**PROBLEM TO SOLVE**
Please retype only the lines below that run from the one containing "For every instance of the white" through the last line, both included, without altering a word.

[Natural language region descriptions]
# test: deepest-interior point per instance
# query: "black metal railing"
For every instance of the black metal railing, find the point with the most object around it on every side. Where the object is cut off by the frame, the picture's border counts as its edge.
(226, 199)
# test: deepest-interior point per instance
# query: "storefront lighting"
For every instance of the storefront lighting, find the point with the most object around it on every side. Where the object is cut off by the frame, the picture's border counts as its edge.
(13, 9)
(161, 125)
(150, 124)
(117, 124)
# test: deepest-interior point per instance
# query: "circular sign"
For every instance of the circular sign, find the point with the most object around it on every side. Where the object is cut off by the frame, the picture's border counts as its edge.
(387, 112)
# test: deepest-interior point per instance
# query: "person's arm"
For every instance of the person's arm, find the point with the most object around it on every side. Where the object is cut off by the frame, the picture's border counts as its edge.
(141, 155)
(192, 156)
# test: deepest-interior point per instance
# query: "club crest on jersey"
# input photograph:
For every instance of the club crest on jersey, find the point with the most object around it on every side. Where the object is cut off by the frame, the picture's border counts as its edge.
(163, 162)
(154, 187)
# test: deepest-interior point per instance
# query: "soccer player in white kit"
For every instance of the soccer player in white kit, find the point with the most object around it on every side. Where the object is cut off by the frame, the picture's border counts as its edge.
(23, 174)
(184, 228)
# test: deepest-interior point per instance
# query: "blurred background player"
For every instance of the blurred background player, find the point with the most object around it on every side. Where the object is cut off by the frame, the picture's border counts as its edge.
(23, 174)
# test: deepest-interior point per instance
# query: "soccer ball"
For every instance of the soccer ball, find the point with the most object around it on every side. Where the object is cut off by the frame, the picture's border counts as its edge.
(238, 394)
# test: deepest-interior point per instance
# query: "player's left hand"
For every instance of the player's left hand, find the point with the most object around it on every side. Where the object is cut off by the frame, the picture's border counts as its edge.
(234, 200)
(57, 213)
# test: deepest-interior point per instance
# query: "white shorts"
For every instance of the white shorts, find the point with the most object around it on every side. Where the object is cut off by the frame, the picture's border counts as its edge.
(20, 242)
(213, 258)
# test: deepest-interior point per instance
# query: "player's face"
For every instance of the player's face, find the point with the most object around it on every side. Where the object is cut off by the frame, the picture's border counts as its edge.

**TASK SOLUTION**
For every instance of the white shorts, find the point with the most object around it on every side. Where the object is cut off by the frame, the picture's border counts as its edge.
(20, 242)
(213, 258)
# test: deepest-interior point per instance
# query: "player's face"
For every instance of the player's face, find the point with the most object around it on every side. Where the object is cut off by the frame, the picture's border counts as its edge.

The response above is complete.